**Given passage**
Despite this complete lack of confidence, these same marketers continue measuring, reporting, and making decisions based on data they don't trust.

Here's everything they told us

The confidence breakdown

The numbers reveal an industry in denial:

  • 43% actively distrust their brand metrics
  • 20% have given up trying to understand if metrics work
  • 26% have "some" confidence at best
  • 11% doubt their data
  • 0% strongly believe their data

Nearly half of B2B marketers make decisions based on data they actively distrust. Another 20% have no idea if their metrics mean anything.

One marketing leader captured the struggle:

"Brand marketing is not always quantitative in ROI, so it makes it increasingly difficult to justify adding spend beyond doing what 'feels' directionally correct."

Feels directionally correct. That's the foundation of current B2B brand strategy.

How B2B marketers actually measure brand today

When confidence in metrics collapses, companies don't fix their measurement systems. They default to whatever feels manageable, even when they know it's not perfect.

  • The majority give up (52%): Over half abandon measurement entirely. No tracking, no surveys, no attempt to quantify brand impact.

Stored data records
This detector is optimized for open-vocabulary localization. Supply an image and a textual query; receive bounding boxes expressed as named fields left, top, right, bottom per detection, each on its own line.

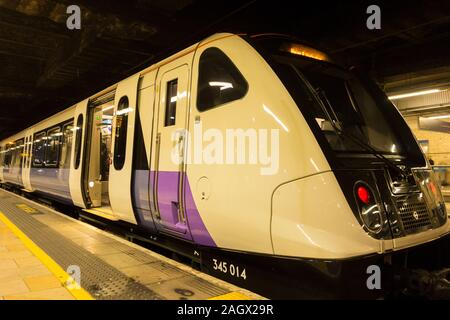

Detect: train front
left=250, top=38, right=450, bottom=298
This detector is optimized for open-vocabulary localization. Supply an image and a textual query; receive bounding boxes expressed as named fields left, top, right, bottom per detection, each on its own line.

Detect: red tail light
left=357, top=186, right=371, bottom=204
left=354, top=181, right=383, bottom=233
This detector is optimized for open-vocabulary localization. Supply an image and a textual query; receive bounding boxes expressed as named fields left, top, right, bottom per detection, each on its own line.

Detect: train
left=0, top=33, right=450, bottom=299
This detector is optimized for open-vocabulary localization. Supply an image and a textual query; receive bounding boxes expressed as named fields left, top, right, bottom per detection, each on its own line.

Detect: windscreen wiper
left=315, top=88, right=408, bottom=178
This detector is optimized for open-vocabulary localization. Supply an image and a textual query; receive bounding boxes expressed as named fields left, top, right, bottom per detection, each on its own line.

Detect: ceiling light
left=426, top=115, right=450, bottom=120
left=388, top=89, right=445, bottom=100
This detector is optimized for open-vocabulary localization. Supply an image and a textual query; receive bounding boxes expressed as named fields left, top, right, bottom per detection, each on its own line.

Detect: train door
left=22, top=130, right=33, bottom=191
left=0, top=146, right=5, bottom=182
left=108, top=74, right=140, bottom=224
left=69, top=99, right=89, bottom=208
left=86, top=99, right=114, bottom=209
left=11, top=139, right=24, bottom=185
left=152, top=64, right=191, bottom=239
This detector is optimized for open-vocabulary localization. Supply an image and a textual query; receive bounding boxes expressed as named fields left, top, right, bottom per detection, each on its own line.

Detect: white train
left=0, top=34, right=450, bottom=298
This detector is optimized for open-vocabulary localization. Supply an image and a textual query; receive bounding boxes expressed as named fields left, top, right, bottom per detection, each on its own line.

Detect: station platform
left=0, top=190, right=263, bottom=300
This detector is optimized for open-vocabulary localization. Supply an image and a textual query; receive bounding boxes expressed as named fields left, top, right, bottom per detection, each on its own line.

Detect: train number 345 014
left=213, top=259, right=247, bottom=280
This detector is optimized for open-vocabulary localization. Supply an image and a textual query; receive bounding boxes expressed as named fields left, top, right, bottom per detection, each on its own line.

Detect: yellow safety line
left=208, top=292, right=251, bottom=300
left=0, top=211, right=94, bottom=300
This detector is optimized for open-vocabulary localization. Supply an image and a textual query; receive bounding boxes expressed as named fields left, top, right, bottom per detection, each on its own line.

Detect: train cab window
left=114, top=96, right=131, bottom=170
left=197, top=48, right=248, bottom=111
left=33, top=132, right=47, bottom=167
left=59, top=122, right=73, bottom=169
left=74, top=114, right=83, bottom=169
left=45, top=128, right=62, bottom=167
left=164, top=79, right=178, bottom=127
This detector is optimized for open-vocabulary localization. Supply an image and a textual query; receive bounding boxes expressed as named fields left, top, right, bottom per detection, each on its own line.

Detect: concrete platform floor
left=0, top=189, right=263, bottom=300
left=0, top=221, right=74, bottom=300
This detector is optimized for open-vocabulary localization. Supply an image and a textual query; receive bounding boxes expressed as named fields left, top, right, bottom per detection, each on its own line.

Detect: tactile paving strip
left=0, top=197, right=164, bottom=300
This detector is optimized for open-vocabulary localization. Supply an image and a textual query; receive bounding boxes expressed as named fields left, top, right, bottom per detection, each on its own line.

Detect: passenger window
left=33, top=132, right=46, bottom=167
left=75, top=114, right=83, bottom=169
left=45, top=128, right=62, bottom=167
left=114, top=96, right=131, bottom=170
left=59, top=123, right=73, bottom=169
left=164, top=79, right=178, bottom=127
left=197, top=48, right=248, bottom=111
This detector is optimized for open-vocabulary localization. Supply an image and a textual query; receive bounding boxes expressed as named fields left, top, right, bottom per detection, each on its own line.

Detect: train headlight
left=354, top=181, right=383, bottom=233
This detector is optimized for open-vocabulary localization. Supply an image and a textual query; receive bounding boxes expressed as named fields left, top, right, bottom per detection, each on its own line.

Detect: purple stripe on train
left=133, top=170, right=216, bottom=246
left=30, top=168, right=72, bottom=203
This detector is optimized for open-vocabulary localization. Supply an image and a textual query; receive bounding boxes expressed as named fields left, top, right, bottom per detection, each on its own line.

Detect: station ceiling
left=0, top=0, right=450, bottom=139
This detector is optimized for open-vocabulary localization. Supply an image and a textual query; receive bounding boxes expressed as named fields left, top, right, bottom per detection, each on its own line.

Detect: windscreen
left=291, top=61, right=403, bottom=154
left=248, top=35, right=426, bottom=167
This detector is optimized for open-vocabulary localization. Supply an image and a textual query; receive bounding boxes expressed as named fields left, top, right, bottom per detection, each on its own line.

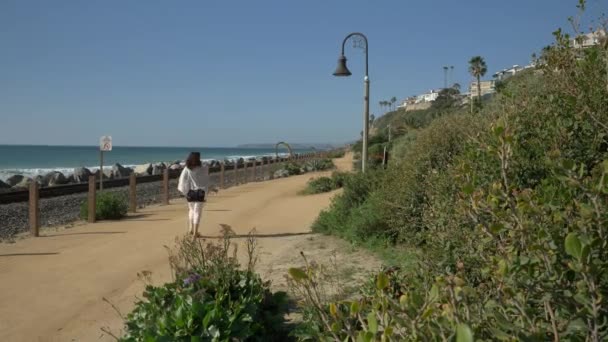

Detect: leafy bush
left=284, top=163, right=302, bottom=176
left=302, top=177, right=336, bottom=195
left=326, top=149, right=346, bottom=159
left=302, top=171, right=349, bottom=195
left=304, top=159, right=336, bottom=171
left=122, top=228, right=286, bottom=341
left=312, top=170, right=382, bottom=241
left=331, top=171, right=351, bottom=188
left=298, top=5, right=608, bottom=341
left=80, top=191, right=129, bottom=220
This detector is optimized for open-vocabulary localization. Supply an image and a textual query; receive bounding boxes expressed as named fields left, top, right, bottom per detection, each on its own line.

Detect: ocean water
left=0, top=145, right=308, bottom=180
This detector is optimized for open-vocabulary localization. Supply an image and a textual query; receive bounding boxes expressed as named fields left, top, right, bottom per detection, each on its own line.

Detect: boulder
left=273, top=169, right=289, bottom=178
left=112, top=163, right=133, bottom=178
left=34, top=175, right=48, bottom=187
left=72, top=167, right=92, bottom=183
left=6, top=175, right=25, bottom=187
left=0, top=180, right=11, bottom=191
left=135, top=163, right=152, bottom=176
left=95, top=168, right=112, bottom=180
left=152, top=163, right=167, bottom=176
left=44, top=171, right=68, bottom=186
left=13, top=177, right=34, bottom=190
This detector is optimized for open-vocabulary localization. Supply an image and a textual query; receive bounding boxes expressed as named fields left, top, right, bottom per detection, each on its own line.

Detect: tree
left=469, top=56, right=488, bottom=110
left=431, top=87, right=460, bottom=110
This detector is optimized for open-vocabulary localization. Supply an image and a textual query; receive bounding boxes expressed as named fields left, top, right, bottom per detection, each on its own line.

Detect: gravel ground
left=0, top=166, right=273, bottom=240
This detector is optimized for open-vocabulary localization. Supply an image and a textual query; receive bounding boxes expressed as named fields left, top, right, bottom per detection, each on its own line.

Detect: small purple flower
left=184, top=273, right=201, bottom=286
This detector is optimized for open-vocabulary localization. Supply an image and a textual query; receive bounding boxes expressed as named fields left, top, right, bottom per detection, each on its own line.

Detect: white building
left=492, top=63, right=536, bottom=81
left=572, top=29, right=606, bottom=49
left=414, top=89, right=439, bottom=103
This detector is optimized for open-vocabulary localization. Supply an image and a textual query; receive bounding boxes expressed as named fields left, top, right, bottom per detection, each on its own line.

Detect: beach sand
left=0, top=155, right=379, bottom=341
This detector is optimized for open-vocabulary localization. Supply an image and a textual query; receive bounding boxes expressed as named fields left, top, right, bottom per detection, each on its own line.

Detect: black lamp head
left=334, top=55, right=352, bottom=76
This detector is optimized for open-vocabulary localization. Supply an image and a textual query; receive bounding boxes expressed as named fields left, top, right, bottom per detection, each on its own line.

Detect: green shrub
left=304, top=159, right=336, bottom=171
left=283, top=163, right=302, bottom=176
left=80, top=191, right=129, bottom=220
left=302, top=177, right=337, bottom=195
left=312, top=170, right=382, bottom=241
left=290, top=7, right=608, bottom=341
left=302, top=171, right=349, bottom=195
left=331, top=171, right=351, bottom=188
left=121, top=231, right=287, bottom=342
left=326, top=149, right=346, bottom=159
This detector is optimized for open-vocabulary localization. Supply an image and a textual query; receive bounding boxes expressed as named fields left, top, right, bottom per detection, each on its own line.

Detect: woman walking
left=177, top=152, right=209, bottom=237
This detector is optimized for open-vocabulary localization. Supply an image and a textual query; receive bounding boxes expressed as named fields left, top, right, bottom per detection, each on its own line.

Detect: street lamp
left=334, top=32, right=369, bottom=172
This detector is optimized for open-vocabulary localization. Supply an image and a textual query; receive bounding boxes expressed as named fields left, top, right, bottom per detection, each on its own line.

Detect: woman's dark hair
left=186, top=152, right=203, bottom=170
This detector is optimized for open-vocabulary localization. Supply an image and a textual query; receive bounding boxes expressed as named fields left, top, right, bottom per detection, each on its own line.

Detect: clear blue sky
left=0, top=0, right=608, bottom=146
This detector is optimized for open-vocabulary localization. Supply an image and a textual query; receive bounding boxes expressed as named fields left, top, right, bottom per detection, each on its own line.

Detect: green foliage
left=121, top=231, right=286, bottom=341
left=302, top=177, right=337, bottom=195
left=302, top=171, right=350, bottom=195
left=300, top=7, right=608, bottom=341
left=80, top=191, right=129, bottom=220
left=326, top=149, right=346, bottom=159
left=312, top=170, right=384, bottom=242
left=283, top=163, right=302, bottom=176
left=304, top=158, right=336, bottom=172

**Stated goal 1**
According to the marketing survey text, what share of B2B marketers strongly believe their data?
**Stated goal 2**
Locate every line in the records that contains the word "white", and copy each of those lines.

**Task response 1**
0%

**Task response 2**
Detect: white train
Detect: white building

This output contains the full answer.